## Text:
»»

The Political Economy of Unemployment Insurance

The Basic Proposal

In the United Kingdom there is currently no economic relationship between the benefits that the unemployed receive and the premia that individuals have paid in the past in the form of National Insurance contributions. As a form of insurance, unemployment insurance is inadequate because there is no relationship between premia paid and the underlying unemployment risks that are being insured. In all other insurance markets (property, health, life, etc.), premia vary directly with the risks that are underwritten. In the case of unemployment insurance, however, those who face high unemployment risks contribute at the same rate as those who might face no such risks at all. Similarly, the benefits that the unemployed receive are flat rated: those who have contributed more receive the same benefit as those who have contributed less.
In this monograph we set out proposals for the rational pricing of unemployment insurance. In these proposals we regard unemployment insurance as a form of insurance proper in which premia are related to the unemployment risks that are being underwritten. Those who face higher unemployment risks would pay higher premiums. From this point of view unemployment insurance would be no different from other forms of insurance.

Goals and Means in Social Policy

There is no doubt that if our proposals were implemented the political economy of social security would be radically transformed. The fundamental objection of those supporting the status quo will most probably be that those facing high risks will be unable to afford the correspondingly high premia and that our present arrangements are justifiable on distributive grounds. In other words, just as the National Health Service may be regarded as an institution for redistributing resources from the well off to the less well off, the social security system may be similarly regarded. Indeed, this is the very essence of Beveridge and the welfare state.
The counter-objection runs as follows. Economists are essentially concerned with the most efficient way of achieving a given set of objectives. In the present context there are two objectives. First to supply unemployment insurance that gives value for money to the insured. As we shall see, this involves charging the customer the true competitive cost of the cover he buys. In this sense unemployment insurance is no different from the provision of other goods and services. The second objective is to redistribute resources to those who are most in need. As Beenstock has argued elsewhere (Beenstock, 1983), present arrangements in social policy confuse policy means and objectives. If, as we believe, the basic objective of social policy is to redistribute resources to those in need, the efficient means for achieving this are incompatible with present arrangements. It makes no sense to make something such as health free for 100 per cent of the population when the target group in terms of resource transfer is perhaps 15 per cent of the population. Similarly, it makes no sense to charge everybody the same price for unemployment insurance when the purpose is to help a target group. Saturation bombing is inefficient when the target is relatively small.
We therefore argue that the price mechanism is an inefficient means of redistribution. It is, however, efficient in allocating resources. This implies that the price mechanism should be used for allocating unemployment insurance services while the fiscal system should transfer resources to those who are in need.

««

## Required work:
Please retype the unemployment insurance text from "There is no doubt" to "the welfare state." without changing a word.

## Dataset:

»»

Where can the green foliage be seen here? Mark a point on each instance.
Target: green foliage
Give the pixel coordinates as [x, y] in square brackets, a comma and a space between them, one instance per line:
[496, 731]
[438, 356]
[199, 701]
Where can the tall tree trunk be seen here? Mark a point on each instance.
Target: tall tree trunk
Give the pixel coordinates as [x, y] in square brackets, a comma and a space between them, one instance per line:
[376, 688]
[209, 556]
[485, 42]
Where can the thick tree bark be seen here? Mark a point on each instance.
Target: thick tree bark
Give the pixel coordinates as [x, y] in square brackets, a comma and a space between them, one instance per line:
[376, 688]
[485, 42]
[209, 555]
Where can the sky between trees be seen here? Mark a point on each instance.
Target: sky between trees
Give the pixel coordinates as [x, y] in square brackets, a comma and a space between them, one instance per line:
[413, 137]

««

## Written solution:
There is no doubt that if our proposals were implemented the political economy of social security would be radically transformed. The fundamental objection of those supporting the status quo will most probably be that those facing high risks will be unable to afford the correspondingly high premia and that our present arrangements are justifiable on distributive grounds. In other words, just as the National Health Service may be regarded as an institution for redistributing resources from the well off to the less well off, the social security system may be similarly regarded. Indeed, this is the very essence of Beveridge and the welfare state.